━━━━━ ОТРЫВОК ТЕКСТА ━━━━━

Но и указанное понимание роли Церкви будет не просто неполным, а неполноценным, если не осознать глубже самого понятия Церкви. Современная наука привыкла обо всем судить по формальным, внешним основаниям — следствие принятой парадигмы «научности», которая не внимает столь ярко раскрытой М. М. Бахтиным противоположности таких объектов исследования, как «предмет» и «личность». Мера личности — поступок, а ценность поступка определяется в первую очередь его мотивацией, а уже во вторую — результатом.

━━━━━ ИСХОДНЫЙ МАТЕРИАЛ ━━━━━

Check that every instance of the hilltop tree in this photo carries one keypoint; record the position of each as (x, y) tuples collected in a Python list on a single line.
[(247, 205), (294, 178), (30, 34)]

━━━━━

- _ЗАДАНИЕ_
Коротко ответьте на вопросы по отрывку о понятии Церкви.
(а) Кто, по тексту, ярко раскрыл противоположность «предмета» и «личности»?
(б) Что названо мерой личности?
(в) Чем в первую очередь определяется ценность поступка?

- _ОТВЕТ_
(а) М. М. Бахтин.
(б) Поступок.
(в) Его мотивацией.